• [WORK ITEM]: From the reader comments on a departing restaurant critic below, reproduce the passage between "FK: didn’t always" and "future endeavors FK!", inclusive, without altering a word.

(DOCUMENT EXCERPT Opens)

FK: didn’t always agree with your reviews after visiting the restaurants, but you were always interesting and “objective” in your reviews. We’ll miss you.

stacey

I can only assume that the CA reimburses its reviewers for the meals they eat when reviewing restaurants, thus eliminating any personal gain from having a meal comped.

Good luck with your future endeavors FK!

Jennifer Biggs

You’re absolutely right, Stacey, which makes this accusation all the more absurd.

Sally

Thank you, Fredric, for 18 ½ years of the most pleasurable reading possible - that’s how long I’ve lived in Memphis and how long I’ve been reading your restaurant reviews. They were the first thing I looked for each Friday in the Playbook, which will never be the same. Never.

The reviews were beautifully written, witty, and consistently even-handed because of your care to quantify both your praise and criticism. Through you, we learned about the new and just as important were reminded of the old as you revisited many restaurants that managed to survive and thrive.

(DOCUMENT EXCERPT Closes)
(RECORDS SHOWN Opens)

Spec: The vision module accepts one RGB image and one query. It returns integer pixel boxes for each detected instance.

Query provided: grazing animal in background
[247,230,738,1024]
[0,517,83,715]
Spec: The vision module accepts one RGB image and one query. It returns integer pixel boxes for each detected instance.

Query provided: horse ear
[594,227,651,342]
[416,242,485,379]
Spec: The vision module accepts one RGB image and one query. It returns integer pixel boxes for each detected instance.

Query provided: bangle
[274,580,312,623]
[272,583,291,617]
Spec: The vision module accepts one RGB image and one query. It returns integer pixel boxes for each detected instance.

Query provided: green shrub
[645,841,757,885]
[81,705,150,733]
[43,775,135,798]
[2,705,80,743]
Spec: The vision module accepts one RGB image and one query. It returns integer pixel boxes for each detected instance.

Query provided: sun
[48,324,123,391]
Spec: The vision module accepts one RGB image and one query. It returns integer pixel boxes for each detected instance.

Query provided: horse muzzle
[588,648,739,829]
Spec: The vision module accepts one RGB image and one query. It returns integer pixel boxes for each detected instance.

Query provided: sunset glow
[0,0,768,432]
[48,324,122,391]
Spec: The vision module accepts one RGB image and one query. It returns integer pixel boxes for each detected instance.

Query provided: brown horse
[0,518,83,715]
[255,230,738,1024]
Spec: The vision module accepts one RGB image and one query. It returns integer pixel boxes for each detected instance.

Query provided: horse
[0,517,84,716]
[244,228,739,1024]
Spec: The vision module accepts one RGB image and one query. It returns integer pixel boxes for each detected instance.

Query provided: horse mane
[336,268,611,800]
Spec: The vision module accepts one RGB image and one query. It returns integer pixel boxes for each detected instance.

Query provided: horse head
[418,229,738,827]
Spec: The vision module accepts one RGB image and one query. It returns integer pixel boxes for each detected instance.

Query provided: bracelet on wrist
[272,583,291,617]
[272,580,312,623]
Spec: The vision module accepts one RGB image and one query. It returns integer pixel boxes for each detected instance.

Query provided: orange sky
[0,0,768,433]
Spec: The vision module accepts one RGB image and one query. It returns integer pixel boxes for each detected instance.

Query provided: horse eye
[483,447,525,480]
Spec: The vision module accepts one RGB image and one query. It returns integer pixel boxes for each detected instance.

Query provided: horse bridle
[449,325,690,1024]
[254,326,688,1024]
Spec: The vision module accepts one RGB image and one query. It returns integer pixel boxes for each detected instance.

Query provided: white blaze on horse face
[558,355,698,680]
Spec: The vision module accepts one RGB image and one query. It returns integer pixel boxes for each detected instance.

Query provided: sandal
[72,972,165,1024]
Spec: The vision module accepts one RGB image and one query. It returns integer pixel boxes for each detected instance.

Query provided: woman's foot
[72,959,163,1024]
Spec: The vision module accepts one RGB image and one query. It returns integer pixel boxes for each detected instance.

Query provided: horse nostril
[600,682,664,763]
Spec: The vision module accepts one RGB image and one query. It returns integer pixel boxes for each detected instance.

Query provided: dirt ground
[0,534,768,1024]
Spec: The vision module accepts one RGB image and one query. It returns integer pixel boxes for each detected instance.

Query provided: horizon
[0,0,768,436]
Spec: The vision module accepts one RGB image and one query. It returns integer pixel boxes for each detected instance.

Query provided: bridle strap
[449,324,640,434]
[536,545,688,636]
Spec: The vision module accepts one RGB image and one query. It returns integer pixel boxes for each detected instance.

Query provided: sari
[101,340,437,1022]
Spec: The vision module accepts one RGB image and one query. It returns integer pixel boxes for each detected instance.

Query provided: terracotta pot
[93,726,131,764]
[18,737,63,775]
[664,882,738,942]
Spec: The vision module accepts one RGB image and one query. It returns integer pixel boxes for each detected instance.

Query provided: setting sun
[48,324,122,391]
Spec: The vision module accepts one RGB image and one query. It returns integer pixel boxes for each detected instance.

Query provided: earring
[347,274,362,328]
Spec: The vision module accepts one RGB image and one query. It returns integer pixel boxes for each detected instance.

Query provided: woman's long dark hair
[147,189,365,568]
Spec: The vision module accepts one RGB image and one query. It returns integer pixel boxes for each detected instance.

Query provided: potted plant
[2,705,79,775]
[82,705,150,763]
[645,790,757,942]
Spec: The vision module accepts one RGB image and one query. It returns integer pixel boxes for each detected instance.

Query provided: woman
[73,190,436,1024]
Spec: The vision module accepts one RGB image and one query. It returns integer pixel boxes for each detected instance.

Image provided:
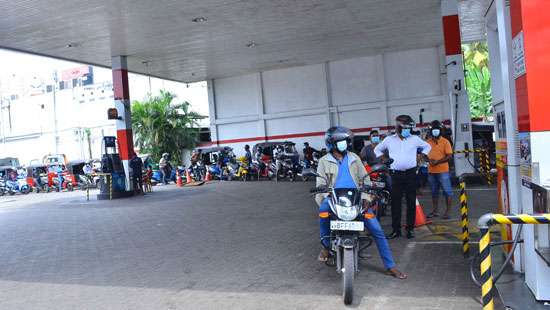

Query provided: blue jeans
[428,172,453,198]
[319,199,395,269]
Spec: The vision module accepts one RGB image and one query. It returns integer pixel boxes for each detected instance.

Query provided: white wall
[208,47,451,154]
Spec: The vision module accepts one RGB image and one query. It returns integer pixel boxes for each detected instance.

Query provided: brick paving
[0,181,496,310]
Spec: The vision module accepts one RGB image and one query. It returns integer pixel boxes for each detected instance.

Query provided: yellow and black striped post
[481,150,493,185]
[479,226,494,310]
[478,213,550,310]
[459,179,470,257]
[107,174,113,200]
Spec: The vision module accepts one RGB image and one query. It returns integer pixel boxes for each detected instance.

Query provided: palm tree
[463,42,493,117]
[132,90,204,159]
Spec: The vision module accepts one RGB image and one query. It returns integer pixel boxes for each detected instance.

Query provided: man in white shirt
[374,115,431,239]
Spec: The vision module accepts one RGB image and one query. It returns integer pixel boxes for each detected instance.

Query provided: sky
[0,49,208,121]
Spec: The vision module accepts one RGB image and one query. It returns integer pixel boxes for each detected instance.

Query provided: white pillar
[441,0,474,176]
[111,56,134,191]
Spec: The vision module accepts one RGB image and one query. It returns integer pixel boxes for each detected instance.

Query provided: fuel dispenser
[97,136,133,199]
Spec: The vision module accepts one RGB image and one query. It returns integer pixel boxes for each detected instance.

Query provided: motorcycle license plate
[330,221,365,231]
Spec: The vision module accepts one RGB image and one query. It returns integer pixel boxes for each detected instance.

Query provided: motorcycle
[227,156,250,181]
[303,169,385,305]
[188,162,206,181]
[275,156,300,182]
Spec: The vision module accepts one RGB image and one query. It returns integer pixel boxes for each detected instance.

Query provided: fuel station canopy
[0,0,488,82]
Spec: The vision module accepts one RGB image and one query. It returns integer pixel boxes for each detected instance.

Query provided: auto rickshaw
[27,162,50,193]
[48,162,78,192]
[67,160,93,189]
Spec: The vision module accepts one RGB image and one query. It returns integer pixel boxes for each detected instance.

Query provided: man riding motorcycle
[315,126,407,279]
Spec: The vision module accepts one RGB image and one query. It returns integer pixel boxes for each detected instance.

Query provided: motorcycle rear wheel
[342,249,355,305]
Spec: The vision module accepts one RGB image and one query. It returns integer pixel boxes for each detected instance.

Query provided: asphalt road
[0,181,479,310]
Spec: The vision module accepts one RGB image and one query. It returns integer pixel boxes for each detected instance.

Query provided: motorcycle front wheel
[342,249,355,305]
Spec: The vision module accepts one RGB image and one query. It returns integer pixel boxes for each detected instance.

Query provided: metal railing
[477,213,550,310]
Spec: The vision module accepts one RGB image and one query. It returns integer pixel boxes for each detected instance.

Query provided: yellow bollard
[459,180,470,257]
[479,226,494,310]
[477,213,550,310]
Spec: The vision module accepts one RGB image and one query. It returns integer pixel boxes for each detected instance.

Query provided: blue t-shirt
[334,154,357,188]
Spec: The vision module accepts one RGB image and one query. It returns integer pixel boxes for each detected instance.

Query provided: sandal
[388,268,407,280]
[317,249,329,263]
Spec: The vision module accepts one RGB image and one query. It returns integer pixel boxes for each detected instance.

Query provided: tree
[462,42,493,117]
[132,90,204,159]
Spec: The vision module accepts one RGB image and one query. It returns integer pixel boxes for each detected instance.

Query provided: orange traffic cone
[185,169,193,183]
[176,170,183,187]
[414,198,432,227]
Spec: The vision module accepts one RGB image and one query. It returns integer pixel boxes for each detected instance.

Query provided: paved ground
[0,181,500,310]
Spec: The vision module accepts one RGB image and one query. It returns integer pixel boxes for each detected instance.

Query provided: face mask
[401,128,411,138]
[336,140,348,152]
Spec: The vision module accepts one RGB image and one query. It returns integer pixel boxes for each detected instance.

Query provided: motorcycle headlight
[336,197,359,221]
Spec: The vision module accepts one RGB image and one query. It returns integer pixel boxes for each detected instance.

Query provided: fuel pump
[97,136,133,199]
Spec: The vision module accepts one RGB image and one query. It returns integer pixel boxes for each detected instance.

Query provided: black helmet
[395,114,416,129]
[325,126,353,151]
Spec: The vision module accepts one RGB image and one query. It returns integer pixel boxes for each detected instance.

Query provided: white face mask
[336,140,348,152]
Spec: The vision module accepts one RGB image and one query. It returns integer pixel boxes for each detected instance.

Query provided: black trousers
[391,168,416,231]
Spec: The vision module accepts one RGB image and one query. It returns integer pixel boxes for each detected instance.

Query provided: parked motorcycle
[365,160,393,220]
[226,156,250,181]
[188,162,206,181]
[303,169,383,305]
[275,155,302,182]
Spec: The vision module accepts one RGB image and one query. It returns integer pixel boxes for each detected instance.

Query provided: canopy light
[193,16,207,23]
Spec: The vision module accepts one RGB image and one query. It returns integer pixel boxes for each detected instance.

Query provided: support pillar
[206,80,220,145]
[111,56,134,191]
[441,0,474,176]
[506,0,550,300]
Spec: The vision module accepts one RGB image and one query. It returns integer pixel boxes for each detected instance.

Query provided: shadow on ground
[0,182,496,309]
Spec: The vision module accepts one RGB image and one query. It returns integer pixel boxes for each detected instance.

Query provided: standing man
[374,115,431,239]
[244,144,252,167]
[130,152,144,194]
[159,153,172,185]
[359,130,380,166]
[315,127,407,279]
[428,121,453,220]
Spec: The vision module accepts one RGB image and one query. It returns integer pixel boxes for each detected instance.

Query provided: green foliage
[462,42,493,117]
[132,90,204,161]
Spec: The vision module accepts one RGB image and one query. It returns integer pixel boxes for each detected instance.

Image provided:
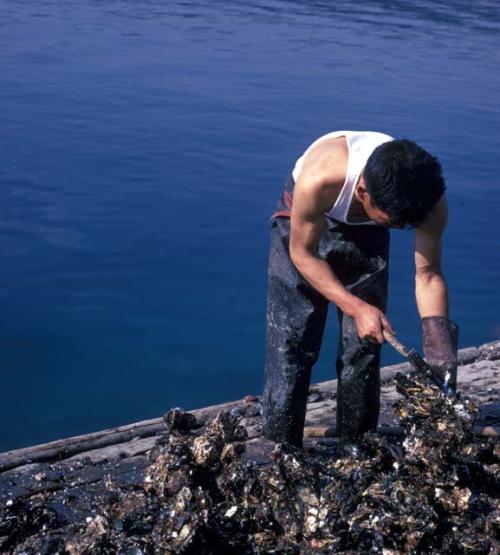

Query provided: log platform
[0,341,500,520]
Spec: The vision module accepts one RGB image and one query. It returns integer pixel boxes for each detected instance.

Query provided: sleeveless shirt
[292,131,394,225]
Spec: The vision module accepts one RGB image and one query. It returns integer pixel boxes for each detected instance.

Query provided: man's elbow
[290,246,311,273]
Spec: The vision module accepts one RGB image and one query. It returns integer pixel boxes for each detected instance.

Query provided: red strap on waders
[269,191,293,222]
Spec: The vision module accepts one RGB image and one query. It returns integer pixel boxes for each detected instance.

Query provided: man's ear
[355,179,370,202]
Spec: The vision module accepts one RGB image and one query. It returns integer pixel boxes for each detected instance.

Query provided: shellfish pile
[0,374,500,555]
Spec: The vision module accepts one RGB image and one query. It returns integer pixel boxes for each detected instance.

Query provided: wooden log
[0,341,500,472]
[0,418,165,472]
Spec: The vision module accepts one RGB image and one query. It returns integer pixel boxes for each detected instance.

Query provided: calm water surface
[0,0,500,450]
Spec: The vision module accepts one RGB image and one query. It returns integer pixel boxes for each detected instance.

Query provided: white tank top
[292,131,393,225]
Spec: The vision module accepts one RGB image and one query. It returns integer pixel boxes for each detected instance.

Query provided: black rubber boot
[422,316,460,393]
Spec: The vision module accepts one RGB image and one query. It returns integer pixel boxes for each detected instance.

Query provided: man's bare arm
[415,196,448,318]
[290,167,393,343]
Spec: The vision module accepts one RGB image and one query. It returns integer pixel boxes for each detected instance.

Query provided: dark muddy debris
[0,374,500,555]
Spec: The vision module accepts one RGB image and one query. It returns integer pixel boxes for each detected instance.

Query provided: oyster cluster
[0,374,500,555]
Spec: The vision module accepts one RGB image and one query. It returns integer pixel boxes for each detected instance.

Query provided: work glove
[422,316,460,393]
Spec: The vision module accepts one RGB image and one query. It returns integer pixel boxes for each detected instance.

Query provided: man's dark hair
[363,139,446,227]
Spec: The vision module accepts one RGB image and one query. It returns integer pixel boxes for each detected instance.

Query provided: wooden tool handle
[382,330,411,358]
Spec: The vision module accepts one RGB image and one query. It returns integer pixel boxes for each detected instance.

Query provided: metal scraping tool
[382,330,453,397]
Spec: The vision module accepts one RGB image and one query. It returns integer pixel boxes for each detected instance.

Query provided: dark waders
[263,175,389,447]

(RECORDS SHOWN Closes)

• [TASK ANSWER]:
FK: didn’t always agree with your reviews after visiting the restaurants, but you were always interesting and “objective” in your reviews. We’ll miss you.

stacey

I can only assume that the CA reimburses its reviewers for the meals they eat when reviewing restaurants, thus eliminating any personal gain from having a meal comped.

Good luck with your future endeavors FK!